• CONJUNTO DE TAREAS:
[a] Reproduce sin cambios el fragmento del texto sobre los prisioneros de guerra en manos de Japón que se abre con las palabras que contienen "En 1945, unos" y se cierra con "en territorio japonés.".
[b] Prosigue el texto sobre los prisioneros de guerra en manos de Japón a partir de su última oración.

------ TEXTO FUENTE ------

08-08-2007
En 1929, las naciones que aspiraban a defender los derechos de los prisioneros de guerra firmaron la Convención de Ginebra. Entre ellas figuraba Japón. Sin embargo, éste no ratificó su firma y, en definitiva, los prisioneros de los japoneses no se beneficiaron de la protección prevista en las cáusulas del acuerdo.
Los oficiales y soldados del ejército imperial japonés recibieron de hecho la orden de limitarse a los reglamentos existentes, fechados en 1904, que estipulaban que los prisioneros debían ser tratados "con consideración y nunca deberían ser objeto de crueldades o humillaciones".
Tras la caída de Singapur, en febrero de 1942, había unos 123.000 prisioneros de guerra aliados en Extremo Oriente.
En 1945, unos 250.000 hombres estaban internados en campos diseminados por las regiones ocupadas por los japoneses (Malasia, Java, Sumatra y Hong Kong), así como en territorio japonés.
Durante las primeras semanas, los cautivos de Changi, en la isla de Singapur, recibieron agua y víveres en cantidad suficiente y sus condiciones de vida eran soportables. Sin embargo, pronto las raciones fueron reducidas a la par que los prisioneros tenían que trabajar en diversos lugares. Algunos fueron al "ferrocarril de la muerte", que unía Birmania con Siam, otros a Japón a trabajar en minas y fábricas.

------ DATOS PROPORCIONADOS ------

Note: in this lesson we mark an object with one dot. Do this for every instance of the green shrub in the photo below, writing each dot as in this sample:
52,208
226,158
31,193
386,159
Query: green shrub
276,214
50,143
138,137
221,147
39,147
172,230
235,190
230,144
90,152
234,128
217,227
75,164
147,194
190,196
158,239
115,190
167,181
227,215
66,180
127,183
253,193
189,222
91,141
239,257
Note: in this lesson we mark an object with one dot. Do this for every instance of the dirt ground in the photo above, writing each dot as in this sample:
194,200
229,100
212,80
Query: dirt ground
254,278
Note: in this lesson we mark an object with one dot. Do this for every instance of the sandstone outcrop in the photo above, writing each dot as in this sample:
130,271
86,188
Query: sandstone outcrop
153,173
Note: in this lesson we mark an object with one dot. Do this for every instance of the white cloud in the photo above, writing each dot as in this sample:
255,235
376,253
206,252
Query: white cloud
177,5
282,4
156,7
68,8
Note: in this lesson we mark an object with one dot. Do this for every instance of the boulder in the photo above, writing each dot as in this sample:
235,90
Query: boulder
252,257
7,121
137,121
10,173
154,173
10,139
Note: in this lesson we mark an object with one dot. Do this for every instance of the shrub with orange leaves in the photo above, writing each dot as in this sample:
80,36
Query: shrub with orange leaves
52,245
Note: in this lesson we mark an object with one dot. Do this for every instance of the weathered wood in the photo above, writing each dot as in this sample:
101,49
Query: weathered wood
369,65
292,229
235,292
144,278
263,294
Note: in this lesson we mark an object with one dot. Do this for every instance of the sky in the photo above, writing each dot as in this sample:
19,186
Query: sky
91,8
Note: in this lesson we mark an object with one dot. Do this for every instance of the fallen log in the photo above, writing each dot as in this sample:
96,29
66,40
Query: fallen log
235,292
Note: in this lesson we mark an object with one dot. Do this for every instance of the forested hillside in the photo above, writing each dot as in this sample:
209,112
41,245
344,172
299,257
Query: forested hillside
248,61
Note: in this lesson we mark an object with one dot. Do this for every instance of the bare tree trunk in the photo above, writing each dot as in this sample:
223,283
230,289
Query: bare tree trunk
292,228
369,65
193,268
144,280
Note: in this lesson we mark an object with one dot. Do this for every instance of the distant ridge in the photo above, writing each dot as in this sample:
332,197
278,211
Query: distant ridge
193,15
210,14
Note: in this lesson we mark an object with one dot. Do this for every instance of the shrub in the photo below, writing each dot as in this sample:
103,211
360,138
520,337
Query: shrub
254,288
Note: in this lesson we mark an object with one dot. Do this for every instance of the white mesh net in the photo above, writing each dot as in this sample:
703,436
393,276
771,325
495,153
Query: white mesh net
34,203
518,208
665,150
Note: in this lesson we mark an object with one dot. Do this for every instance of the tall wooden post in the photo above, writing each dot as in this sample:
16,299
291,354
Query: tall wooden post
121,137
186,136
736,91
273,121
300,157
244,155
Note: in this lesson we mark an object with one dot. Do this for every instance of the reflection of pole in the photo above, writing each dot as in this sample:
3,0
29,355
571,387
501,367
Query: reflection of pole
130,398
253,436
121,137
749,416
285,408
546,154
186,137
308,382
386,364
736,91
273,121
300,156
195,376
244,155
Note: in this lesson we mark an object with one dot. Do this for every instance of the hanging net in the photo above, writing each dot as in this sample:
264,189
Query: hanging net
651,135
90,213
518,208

------

• RESPUESTAS:
[a]
En 1945, unos 250.000 hombres estaban internados en campos diseminados por las regiones ocupadas por los japoneses (Malasia, Java, Sumatra y Hong Kong), así como en territorio japonés.

[b]
Los japoneses consideraban a los prisioneros de guerra como esclavos. Sus condiciones de existencia empeoraban hasta tal punto que el artículo 20 del reglamento del ejército japonés, que se refiere al trato a los cautivos, parece una parodia de la realidad; decía:
"Para albergar a prisioneros de guerra, es conveniente utilizar locales del ejército, templos y otros edificios de los que no se puedan escapar. Los detenidos, deben ser respetados y vivir en condiciones que no sean perjudiciales para su salud".
Los que estaban encarcelados en edificios oficiales, como la prisión central de Rangún (Birmania), tenían más suerte que sus camaradas diseminados en campos preparados en plena jungla. Allí, los prisioneros tenían que vivir en pequeñas chozas de bambú. En una de esas "celdillas" se amontonaban 5-6 hombres, cuando, de hecho, sólo cabía 1. Estas chozas eran, naturalmente, focos de enfermedades y el número de víctimas aumentaba rápidamente.